> Exercise instructions
Please set down the records exactly, keeping every line.

Saved data entries
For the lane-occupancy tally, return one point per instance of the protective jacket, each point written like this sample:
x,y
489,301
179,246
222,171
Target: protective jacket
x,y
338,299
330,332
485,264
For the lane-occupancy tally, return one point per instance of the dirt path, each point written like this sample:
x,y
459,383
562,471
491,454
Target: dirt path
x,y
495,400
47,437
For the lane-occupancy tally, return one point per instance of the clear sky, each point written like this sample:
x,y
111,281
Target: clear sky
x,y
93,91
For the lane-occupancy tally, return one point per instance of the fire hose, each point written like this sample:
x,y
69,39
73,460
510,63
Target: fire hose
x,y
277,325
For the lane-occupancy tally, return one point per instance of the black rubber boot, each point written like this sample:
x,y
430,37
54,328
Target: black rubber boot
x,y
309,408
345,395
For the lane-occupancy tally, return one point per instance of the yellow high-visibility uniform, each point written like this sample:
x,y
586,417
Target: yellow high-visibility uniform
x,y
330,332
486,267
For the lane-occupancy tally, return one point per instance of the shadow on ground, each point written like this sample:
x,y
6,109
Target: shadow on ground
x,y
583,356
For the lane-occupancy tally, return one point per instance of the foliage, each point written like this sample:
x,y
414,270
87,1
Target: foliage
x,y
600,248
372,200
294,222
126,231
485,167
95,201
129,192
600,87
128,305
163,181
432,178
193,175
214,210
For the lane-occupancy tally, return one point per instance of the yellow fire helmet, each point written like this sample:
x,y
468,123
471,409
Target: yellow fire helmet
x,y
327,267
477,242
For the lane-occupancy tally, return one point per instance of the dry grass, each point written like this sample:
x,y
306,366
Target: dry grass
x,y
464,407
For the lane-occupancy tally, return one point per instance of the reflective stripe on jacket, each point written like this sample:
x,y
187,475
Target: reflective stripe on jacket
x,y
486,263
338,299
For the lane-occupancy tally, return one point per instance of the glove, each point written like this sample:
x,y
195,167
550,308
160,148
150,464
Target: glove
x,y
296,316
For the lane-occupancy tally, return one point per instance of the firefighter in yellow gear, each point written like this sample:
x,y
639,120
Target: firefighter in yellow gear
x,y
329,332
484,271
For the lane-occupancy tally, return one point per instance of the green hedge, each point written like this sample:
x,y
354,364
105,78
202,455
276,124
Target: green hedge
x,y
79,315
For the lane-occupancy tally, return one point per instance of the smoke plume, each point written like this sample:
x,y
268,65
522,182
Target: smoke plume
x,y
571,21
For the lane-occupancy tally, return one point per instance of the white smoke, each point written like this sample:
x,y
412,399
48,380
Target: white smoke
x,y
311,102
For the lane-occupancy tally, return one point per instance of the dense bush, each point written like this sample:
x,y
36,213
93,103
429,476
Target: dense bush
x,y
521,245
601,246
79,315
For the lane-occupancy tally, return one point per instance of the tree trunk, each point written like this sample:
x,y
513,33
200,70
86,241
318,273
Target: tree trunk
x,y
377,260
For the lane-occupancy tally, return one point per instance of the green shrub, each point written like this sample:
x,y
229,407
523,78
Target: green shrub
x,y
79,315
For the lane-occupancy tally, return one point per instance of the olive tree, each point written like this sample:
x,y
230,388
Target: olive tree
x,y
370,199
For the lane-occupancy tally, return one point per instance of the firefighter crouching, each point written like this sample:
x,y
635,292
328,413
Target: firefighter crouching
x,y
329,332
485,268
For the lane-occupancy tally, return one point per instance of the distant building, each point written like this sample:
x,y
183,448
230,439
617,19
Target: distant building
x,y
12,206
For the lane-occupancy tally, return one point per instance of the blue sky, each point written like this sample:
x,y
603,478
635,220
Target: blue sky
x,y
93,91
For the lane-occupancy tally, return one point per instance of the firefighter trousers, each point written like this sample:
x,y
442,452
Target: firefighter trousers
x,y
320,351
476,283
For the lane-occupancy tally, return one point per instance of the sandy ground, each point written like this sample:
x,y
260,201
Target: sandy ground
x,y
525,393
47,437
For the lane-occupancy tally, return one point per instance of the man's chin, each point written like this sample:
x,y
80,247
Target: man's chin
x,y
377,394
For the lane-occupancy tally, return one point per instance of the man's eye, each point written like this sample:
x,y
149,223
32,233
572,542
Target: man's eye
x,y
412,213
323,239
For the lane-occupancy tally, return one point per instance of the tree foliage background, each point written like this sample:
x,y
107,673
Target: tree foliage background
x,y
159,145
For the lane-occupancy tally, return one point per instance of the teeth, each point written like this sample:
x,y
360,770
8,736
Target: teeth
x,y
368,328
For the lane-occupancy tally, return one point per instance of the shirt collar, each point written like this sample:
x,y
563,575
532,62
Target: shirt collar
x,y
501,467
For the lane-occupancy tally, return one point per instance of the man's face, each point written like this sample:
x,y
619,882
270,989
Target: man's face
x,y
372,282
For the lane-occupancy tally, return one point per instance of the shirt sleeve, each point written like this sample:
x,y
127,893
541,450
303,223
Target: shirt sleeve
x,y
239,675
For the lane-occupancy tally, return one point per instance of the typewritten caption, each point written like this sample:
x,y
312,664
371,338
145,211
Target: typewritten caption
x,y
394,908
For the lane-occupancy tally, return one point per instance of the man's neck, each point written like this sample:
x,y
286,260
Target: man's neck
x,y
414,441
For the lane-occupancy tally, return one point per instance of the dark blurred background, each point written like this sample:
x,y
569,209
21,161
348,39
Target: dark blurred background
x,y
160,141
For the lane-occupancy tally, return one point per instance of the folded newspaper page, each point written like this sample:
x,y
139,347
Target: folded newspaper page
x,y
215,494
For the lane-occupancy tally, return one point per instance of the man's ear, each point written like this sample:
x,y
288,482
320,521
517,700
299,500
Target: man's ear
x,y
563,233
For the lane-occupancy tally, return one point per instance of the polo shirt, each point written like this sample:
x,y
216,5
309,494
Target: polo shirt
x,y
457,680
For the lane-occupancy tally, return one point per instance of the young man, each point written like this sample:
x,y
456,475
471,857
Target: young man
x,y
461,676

> Answer box
For the lane-occupancy tally, return one point per instance of the protective jacket, each point written like this sample:
x,y
489,301
179,246
222,171
Target: protective jacket
x,y
338,299
330,332
485,264
For the lane-occupancy tally, return one point per instance of the dirt path, each point written like this sample:
x,y
459,383
562,471
491,454
Target: dirt path
x,y
495,400
47,437
For the lane-occupancy tally, return one point per instance of the clear sky, each point written like this sample:
x,y
111,281
Target: clear sky
x,y
93,91
For the lane-occupancy tally, return one point per instance of the fire hose, each point written like this sample:
x,y
69,39
73,460
510,63
Target: fire hose
x,y
277,325
For the lane-occupancy tally, return one point per instance of the black rubber boot, each point written like this sample:
x,y
430,37
54,328
Target: black rubber boot
x,y
309,408
345,395
For the lane-occupancy tally, return one point per instance of the yellow high-visibility uniform, each point written like this sample:
x,y
586,417
Target: yellow high-visibility uniform
x,y
330,332
486,267
For the lane-occupancy tally, return one point per instance of the shadow on ground, each point written like this sample:
x,y
6,109
Target: shadow on ground
x,y
583,356
For the lane-occupancy tally, return one point per instance of the foliage, each point written like this sample:
x,y
414,270
87,1
Target: foliage
x,y
600,248
372,200
294,222
126,231
485,167
95,201
129,192
600,87
128,305
163,181
432,178
193,175
214,210
For the lane-occupancy tally, return one point per instance of the yellow fire helmet, each point written like this sample:
x,y
468,123
471,409
Target: yellow fire helmet
x,y
327,267
477,242
For the lane-occupancy tally, return one point per instance of the dry grass, each point written like this sample:
x,y
306,366
Target: dry grass
x,y
464,407
For the lane-occupancy tally, return one point per instance of the reflective stripe on jacket, each point written like this sample:
x,y
187,475
Target: reflective stripe on jacket
x,y
486,263
338,299
For the lane-occupancy tally, return one point per instance of the glove, each point written like this sample:
x,y
195,167
550,308
160,148
150,464
Target: glove
x,y
296,316
For the lane-occupancy tally, return one point per instance of the firefighter in yellow gear, each point written like this sample:
x,y
639,120
Target: firefighter in yellow gear
x,y
329,332
484,271
For the lane-occupancy tally, return one point per instance of the green hedge, each point written like this sample:
x,y
354,364
105,78
202,455
276,124
Target: green hedge
x,y
79,315
For the lane-occupancy tally, return one point per instance of the smoke plume, each point written like this sample:
x,y
268,65
522,182
Target: smoke plume
x,y
571,21
For the lane-occupancy tally, return one point per instance of the white smoke, each point written like this sample:
x,y
412,399
48,380
Target: white smoke
x,y
311,102
For the lane-occupancy tally, return one point per instance of the dense bush, each point written like this sample:
x,y
36,213
93,103
429,476
Target: dense bush
x,y
521,245
601,246
79,315
For the lane-occupancy tally, return one point per instance of the tree trunk, each point written like this sample:
x,y
513,33
200,70
86,241
318,273
Target: tree trunk
x,y
377,260
For the lane-occupancy tally, return one point per instance of the green shrub, each point written like this sample:
x,y
229,407
523,78
Target: green shrub
x,y
79,315
For the lane-occupancy tally, return one point per instance of the olive tree, each point written like this sample:
x,y
230,388
Target: olive tree
x,y
370,199
For the lane-occupancy tally, return one point per instance of the firefighter crouching, each point written like this sample:
x,y
635,292
328,413
Target: firefighter crouching
x,y
329,332
485,268
For the lane-occupancy tally, return one point per instance of the distant building, each point written like this sample:
x,y
183,448
230,439
617,19
Target: distant building
x,y
12,206
For the lane-occupancy tally, return one point per instance of the blue sky, each point written like this sample:
x,y
603,478
635,220
Target: blue sky
x,y
93,91
For the lane-occupancy tally, return one point per instance of the firefighter trousers, each point written like this sample:
x,y
442,452
Target: firefighter trousers
x,y
320,351
476,283
For the lane-occupancy tally, return one point per instance of the sandy ground, each point written like this sample:
x,y
260,201
Target: sandy ground
x,y
525,393
47,437
For the lane-occupancy tally, return one point per instance of the man's chin, each point written like this sample:
x,y
80,247
Target: man's chin
x,y
377,394
For the lane-occupancy tally, return one point per instance of the man's eye, each point written like this sample:
x,y
149,223
32,233
572,542
Target: man's eye
x,y
412,213
323,239
For the lane-occupancy tally, return one point per instance of the tree foliage background, each point written like this sample:
x,y
107,673
Target: tree foliage background
x,y
159,145
For the lane-occupancy tally, return one point per instance of the teeth, each point written like this sample:
x,y
360,770
8,736
Target: teeth
x,y
368,328
For the lane-occupancy tally, return one point per instance of the shirt collar, each point written like this sample:
x,y
563,575
532,62
Target: shirt collar
x,y
501,467
For the lane-occupancy tally, return one point per instance of the man's face, each point written like this sample:
x,y
619,882
270,989
Target: man's face
x,y
372,282
For the lane-occupancy tally, return one point per instance of the shirt sleeve, each point written like this sample:
x,y
127,893
541,450
303,223
Target: shirt sleeve
x,y
239,675
For the lane-occupancy tally, return one point per instance of the typewritten caption, each point written like this sample:
x,y
312,664
371,338
145,211
Target: typewritten caption
x,y
394,908
For the lane-occupancy tally, return one point per instance of the man's neck, each point written like this sample:
x,y
286,260
Target: man's neck
x,y
414,441
For the lane-occupancy tally, return one point per instance of the dark blurred background, each point written like this sample:
x,y
569,209
21,161
348,39
Target: dark blurred background
x,y
160,141
For the lane-occupancy tally, return one point per instance of the folded newspaper page, each point written like this sample:
x,y
139,347
Target: folded newspaper page
x,y
215,494
For the lane-occupancy tally, return one point per instance of the man's ear, each point written like this sample:
x,y
288,482
320,521
517,700
299,500
Target: man's ear
x,y
563,233
For the lane-occupancy tally, return one point per instance of the polo shirt, each point written like this sample:
x,y
216,5
309,494
Target: polo shirt
x,y
457,680
For the lane-occupancy tally, return one point per instance of the young man, each point written like this sample:
x,y
456,475
471,857
Target: young man
x,y
461,676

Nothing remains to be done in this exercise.